**WRITTEN INSTRUCTION:** Copy every one of the records below word for word, leaving out the pictures.

Records from a point annotation set:
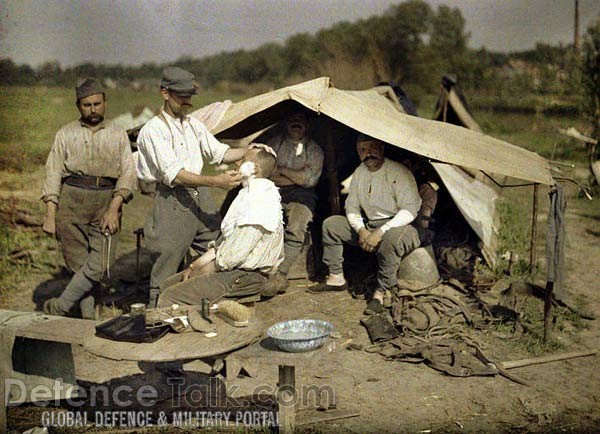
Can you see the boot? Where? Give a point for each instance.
(52, 307)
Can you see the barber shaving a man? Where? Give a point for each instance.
(381, 205)
(250, 247)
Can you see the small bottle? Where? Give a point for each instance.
(205, 308)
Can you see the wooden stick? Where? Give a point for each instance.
(547, 359)
(331, 167)
(532, 256)
(547, 310)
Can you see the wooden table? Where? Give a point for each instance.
(179, 346)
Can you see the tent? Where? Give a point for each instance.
(460, 156)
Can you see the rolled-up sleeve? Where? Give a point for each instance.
(127, 182)
(353, 213)
(212, 150)
(406, 192)
(157, 161)
(55, 169)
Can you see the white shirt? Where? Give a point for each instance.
(167, 147)
(252, 229)
(387, 193)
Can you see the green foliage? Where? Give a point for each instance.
(514, 236)
(591, 76)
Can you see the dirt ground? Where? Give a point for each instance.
(392, 396)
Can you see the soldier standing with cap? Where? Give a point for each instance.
(172, 147)
(90, 173)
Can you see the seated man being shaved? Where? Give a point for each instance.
(250, 246)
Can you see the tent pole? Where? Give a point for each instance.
(334, 195)
(532, 255)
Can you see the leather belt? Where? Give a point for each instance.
(90, 182)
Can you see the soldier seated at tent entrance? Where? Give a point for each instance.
(382, 203)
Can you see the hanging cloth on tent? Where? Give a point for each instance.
(555, 239)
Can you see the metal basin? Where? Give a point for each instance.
(300, 335)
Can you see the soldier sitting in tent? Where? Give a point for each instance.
(249, 248)
(299, 166)
(385, 193)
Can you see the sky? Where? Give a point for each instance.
(133, 32)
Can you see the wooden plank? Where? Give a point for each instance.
(59, 329)
(178, 346)
(36, 325)
(323, 416)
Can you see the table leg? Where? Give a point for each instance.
(287, 397)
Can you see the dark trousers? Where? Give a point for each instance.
(181, 218)
(298, 208)
(395, 244)
(233, 283)
(87, 252)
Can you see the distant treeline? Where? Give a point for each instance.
(410, 44)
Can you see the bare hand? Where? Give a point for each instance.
(281, 180)
(185, 275)
(228, 180)
(49, 225)
(373, 240)
(110, 221)
(263, 146)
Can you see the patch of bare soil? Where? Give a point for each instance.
(392, 396)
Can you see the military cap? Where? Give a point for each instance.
(89, 86)
(178, 81)
(362, 137)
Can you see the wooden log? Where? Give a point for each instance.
(547, 359)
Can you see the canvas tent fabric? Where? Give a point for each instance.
(457, 153)
(474, 194)
(366, 111)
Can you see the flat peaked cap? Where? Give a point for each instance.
(89, 86)
(362, 137)
(178, 81)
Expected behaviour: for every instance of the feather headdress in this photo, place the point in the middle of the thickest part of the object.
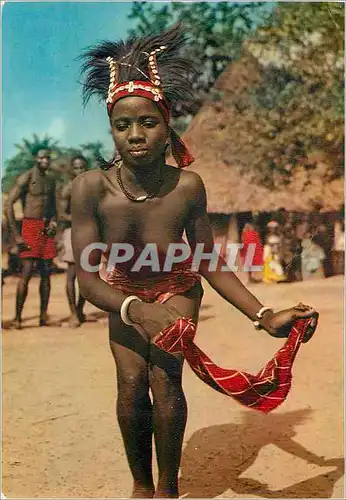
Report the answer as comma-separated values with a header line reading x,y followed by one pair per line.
x,y
151,67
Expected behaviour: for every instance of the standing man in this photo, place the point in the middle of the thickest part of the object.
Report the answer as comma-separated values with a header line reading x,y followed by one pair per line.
x,y
36,242
78,165
144,203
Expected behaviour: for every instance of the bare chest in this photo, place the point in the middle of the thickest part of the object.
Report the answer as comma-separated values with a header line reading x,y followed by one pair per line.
x,y
158,220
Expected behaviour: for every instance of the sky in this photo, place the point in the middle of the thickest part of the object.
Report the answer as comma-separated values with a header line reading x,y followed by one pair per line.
x,y
41,91
40,88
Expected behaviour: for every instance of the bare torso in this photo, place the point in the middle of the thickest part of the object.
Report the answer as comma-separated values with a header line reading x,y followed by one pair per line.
x,y
161,220
37,194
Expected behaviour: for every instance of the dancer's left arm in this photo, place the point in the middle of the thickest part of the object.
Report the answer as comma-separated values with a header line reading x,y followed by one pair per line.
x,y
226,283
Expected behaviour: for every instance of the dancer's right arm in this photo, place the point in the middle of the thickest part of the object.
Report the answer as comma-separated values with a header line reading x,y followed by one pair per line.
x,y
21,183
86,195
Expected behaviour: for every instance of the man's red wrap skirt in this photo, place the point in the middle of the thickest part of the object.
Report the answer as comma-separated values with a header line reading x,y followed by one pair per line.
x,y
41,246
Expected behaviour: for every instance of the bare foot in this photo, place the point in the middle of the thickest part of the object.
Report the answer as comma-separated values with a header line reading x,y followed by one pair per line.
x,y
73,322
167,493
16,324
143,492
45,321
81,317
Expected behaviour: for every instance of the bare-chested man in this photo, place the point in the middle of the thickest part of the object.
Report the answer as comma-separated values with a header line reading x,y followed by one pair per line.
x,y
36,190
78,165
141,200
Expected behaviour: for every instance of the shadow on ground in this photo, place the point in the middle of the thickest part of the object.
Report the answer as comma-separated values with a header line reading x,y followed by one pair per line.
x,y
215,457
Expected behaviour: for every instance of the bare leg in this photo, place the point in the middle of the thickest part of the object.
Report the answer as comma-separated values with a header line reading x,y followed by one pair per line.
x,y
77,316
22,290
45,270
134,409
80,307
169,407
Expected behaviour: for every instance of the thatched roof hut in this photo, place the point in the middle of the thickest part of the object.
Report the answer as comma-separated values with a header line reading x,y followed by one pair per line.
x,y
214,136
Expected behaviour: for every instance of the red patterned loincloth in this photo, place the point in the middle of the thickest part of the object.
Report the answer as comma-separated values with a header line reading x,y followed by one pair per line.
x,y
42,247
264,391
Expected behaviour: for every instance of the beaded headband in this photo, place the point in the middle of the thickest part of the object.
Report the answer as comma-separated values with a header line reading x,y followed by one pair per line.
x,y
150,89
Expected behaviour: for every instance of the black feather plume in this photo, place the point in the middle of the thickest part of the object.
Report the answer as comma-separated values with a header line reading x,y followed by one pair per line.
x,y
176,71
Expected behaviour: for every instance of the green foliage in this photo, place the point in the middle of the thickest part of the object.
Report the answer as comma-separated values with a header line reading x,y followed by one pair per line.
x,y
299,95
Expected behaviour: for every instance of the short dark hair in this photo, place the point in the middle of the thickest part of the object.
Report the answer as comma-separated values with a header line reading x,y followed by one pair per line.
x,y
79,157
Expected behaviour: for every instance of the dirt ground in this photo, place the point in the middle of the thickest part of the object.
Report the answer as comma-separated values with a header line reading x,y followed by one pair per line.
x,y
60,435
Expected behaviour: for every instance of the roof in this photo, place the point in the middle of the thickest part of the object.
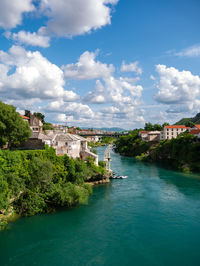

**SOLUTION:**
Can you see the boot? Where? Give a point for each instance.
(52, 307)
Can you see the barber shaving a man? Where? Give a point for each instance.
(381, 205)
(250, 247)
Can you see the small bottle? Where? Give a point for each instance.
(205, 308)
Can you see the wooden stick? Where? Give a point for each instance.
(547, 359)
(331, 167)
(532, 256)
(547, 310)
Can you see the wooden table? Where? Give a point for each instance.
(179, 346)
Can you see the tent? Where? Give a point for each instance.
(460, 156)
Can you see the rolled-up sleeve? Where? Give a point for each instance.
(127, 182)
(353, 213)
(212, 150)
(406, 192)
(157, 161)
(55, 169)
Can you see the white shirt? Where? Give a point for each instance.
(167, 147)
(252, 229)
(387, 193)
Can you see the green foliage? Where? Give a point for each instance.
(514, 236)
(591, 76)
Can you see the dirt ground? Where? Give a point for each instance.
(392, 396)
Can you see the soldier standing with cap? Where? Give a point for each instance.
(172, 147)
(90, 173)
Can you see the seated man being shaved? Where? Give a point for each instance.
(250, 246)
Can you see the tent pole? Where? Give a point for each instance.
(334, 195)
(532, 255)
Can you see the leather belt? Where? Give a point for each instance.
(90, 182)
Can you see the soldier seated at tent entrance? Where? Give a point for each instance.
(382, 203)
Can you see the hanging cloth on tent? Where? Give a point for each instance.
(555, 239)
Can you see the metal basin? Where? Give a point for each instance.
(300, 335)
Can you see the soldier sitting in tent? Where? Give a point for each instance.
(249, 248)
(299, 166)
(385, 193)
Can you see the sky? Where? Give a point for each instance.
(133, 32)
Can you see the wooden plank? Where? Give a point for each instance.
(59, 329)
(178, 346)
(36, 325)
(323, 416)
Can you see the table leg? Where? Give a point for each instance.
(287, 397)
Can you see the dark trousers? Where? Give a point for each instance.
(181, 218)
(298, 208)
(395, 244)
(233, 283)
(87, 252)
Can you see the distant treeline? Where? Give a point for each instance.
(410, 44)
Can you see the bare hand? Where? Give a point for each instance.
(281, 180)
(185, 275)
(228, 180)
(49, 225)
(373, 240)
(110, 221)
(263, 146)
Can you see the patch of bare soil? Where? Give a point for each instance.
(392, 396)
Can you see the military cap? Where? Give a point for each instance.
(89, 86)
(178, 81)
(362, 137)
Can you see the wooden log? Where? Give a point for each instance.
(547, 359)
Can you see the canvas tent fabric? Where? Give a point for each instance.
(457, 153)
(474, 194)
(366, 111)
Can you see the flat peaked cap? Where? Give a point for each instance.
(89, 86)
(362, 137)
(178, 81)
Expected behaviour: for every instance of the feather headdress in this photo, place the point in the middle of the thickest part of the object.
Report the answer as comma-separated values with a header line reading x,y followed by one pair per line.
x,y
151,67
Expected behaviour: for every instance of the standing man in this photo, place the point in the middle of the thickest part of the object.
Report the answer as comma-separated values with a header line reading x,y followed by one pair per line.
x,y
36,242
78,165
144,203
Expected behaviour: for every instance of the bare chest in this photo, place the point in the middle of the thickest part of the object.
Report the answer as comma-separated values with a header line reading x,y followed by one pair per line.
x,y
158,220
Expected behaviour: for every instance of the sky in this photo, place the point in the middle of the thickest part of the object.
Report the answer as comma-separated values with a header line reading x,y followed by one pair per line.
x,y
41,91
40,88
Expected behaviour: for every instance of the bare torso in this photo, place the point in the middle of the thickest part of the object.
Report the answer as comma-separated values with a header line reading x,y followed by one pair per line.
x,y
161,220
37,194
Expected behaviour: for every instance of the dancer's left arm in this photo, place the point in the middle of the thickest part of the object.
Report the answer as comma-separated values with a header line reading x,y followed by one pair per line.
x,y
226,283
Expected behaviour: for every instance of the dancer's right arm in this photo, place the point in the middle of the thickest part of the object.
Report the answer as comma-separated values with a header line reading x,y followed by one pair per line.
x,y
21,183
86,195
Expected behaviour: for every instance of the man's red wrap skirt in this photo, place the point in the middle of the thickest part of the object.
Report the answer as comma-separated values with a header line reading x,y followed by one pair per line.
x,y
41,246
Expected behaviour: for every instance of the bare foot in this photo, place the point in the middle of the thickest part of the object.
Report the answer as comma-separated values with a header line reading x,y followed by one pair per line.
x,y
73,322
167,493
16,324
143,492
45,321
81,317
Expected behaviour: for every instance of the bare-chested man in this photo, place the point in the middle of the thickest part of the object.
Report the answer as comma-separated values with a header line reading x,y followed by one pair per line.
x,y
36,190
78,165
141,200
Expected behaviour: for every instance of the shadow on ground in this photo, place the point in the middle of the thickest part of the object.
Report the answer as comma-separated values with a header line reading x,y followed by one pair per line.
x,y
215,457
Expected behaviour: for every instance of the bare leg in this photo, place the point in the middle of the thickest part of the object.
Report the answer as comma-separated values with a header line reading x,y followed by one pair per line.
x,y
77,316
22,290
45,270
134,409
80,307
169,407
Expected behaviour: for every instance of the thatched roof hut in this photo, place the point in the middle of the thickest part of the object.
Report the answer as comma-separated values with a header line reading x,y followed by one pair per line.
x,y
214,136
Expected behaviour: for every instance of the red patterned loincloth in this photo, place the point in the middle of the thickest part of the object.
Report the answer as comma-separated values with a header line reading x,y followed by one pair per line.
x,y
42,247
264,391
Expected behaviour: for every instance of the beaded headband in this photo, place the point in the middle of the thickest part of the object.
Report the answer as comma-separated values with a header line reading x,y followed by one pair per line.
x,y
150,89
Expected behaviour: for every instance of the black feather plume in this photo, place the point in the middle of the thickest part of the object.
Report the answer as comma-separated values with a header line reading x,y followed by one pair per line.
x,y
176,71
Expected behaviour: for every instance of the green foliage in this photo, place the point in the middle of the thickest part of the object.
Report the answer as comma-separated values with a header line reading x,y followed by one pair per line.
x,y
299,95
Expected behaviour: for every instance of the short dark hair in this photo, place the point in the middle of the thickest part of the object.
Report the answer as comma-separated values with a header line reading x,y followed by one pair per line.
x,y
79,157
Expected behaviour: for every instance of the dirt ground in this photo, place the point in the middle of the thickest part of the object.
Report the answer as comma-separated values with a header line reading x,y followed by one pair per line.
x,y
60,435
Expected behaviour: for every instance of the roof in this photo, place the point in the middle of the thickest part of the object.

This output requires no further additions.